- [TASK DIRECTIONS] Without copying any picture, return all lines below exactly.

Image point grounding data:
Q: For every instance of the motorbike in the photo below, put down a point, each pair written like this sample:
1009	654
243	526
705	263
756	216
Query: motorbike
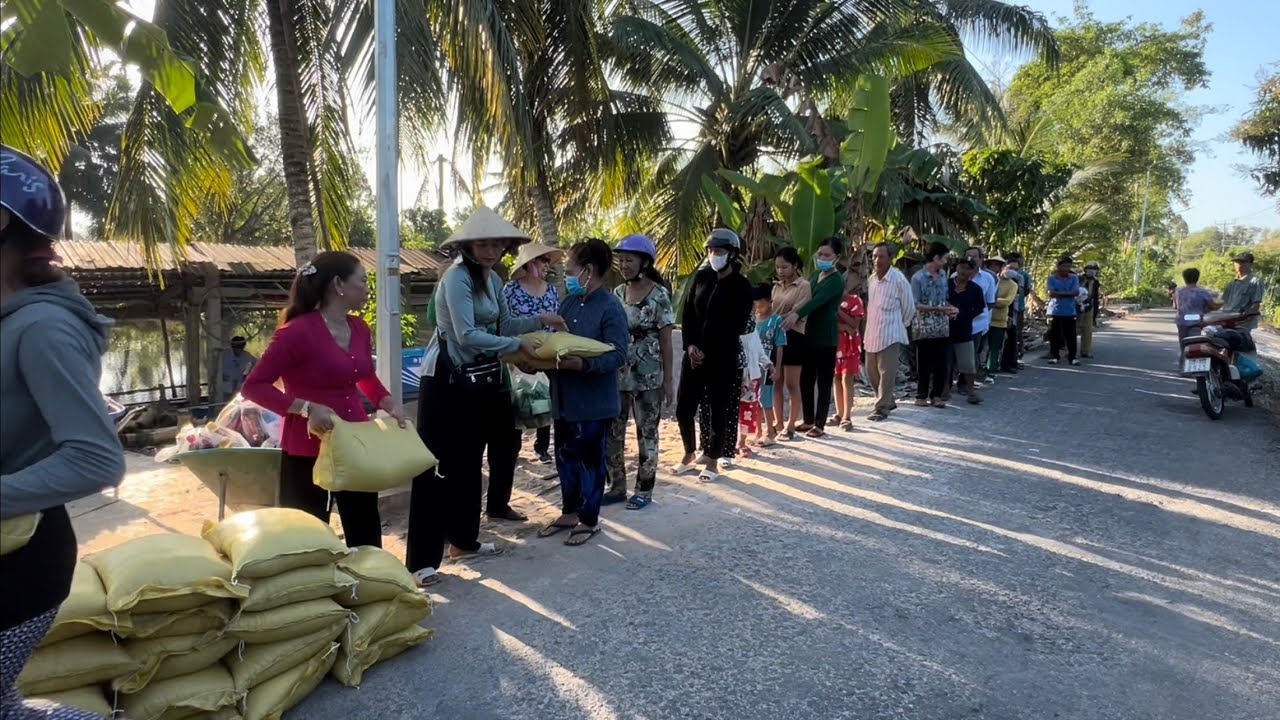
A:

- [OUTPUT OF THE TASK]
Q: For every instance of the motorbike in the photo below, put down a point, each pair written like this sample:
1009	654
243	526
705	263
756	216
Query: motorbike
A:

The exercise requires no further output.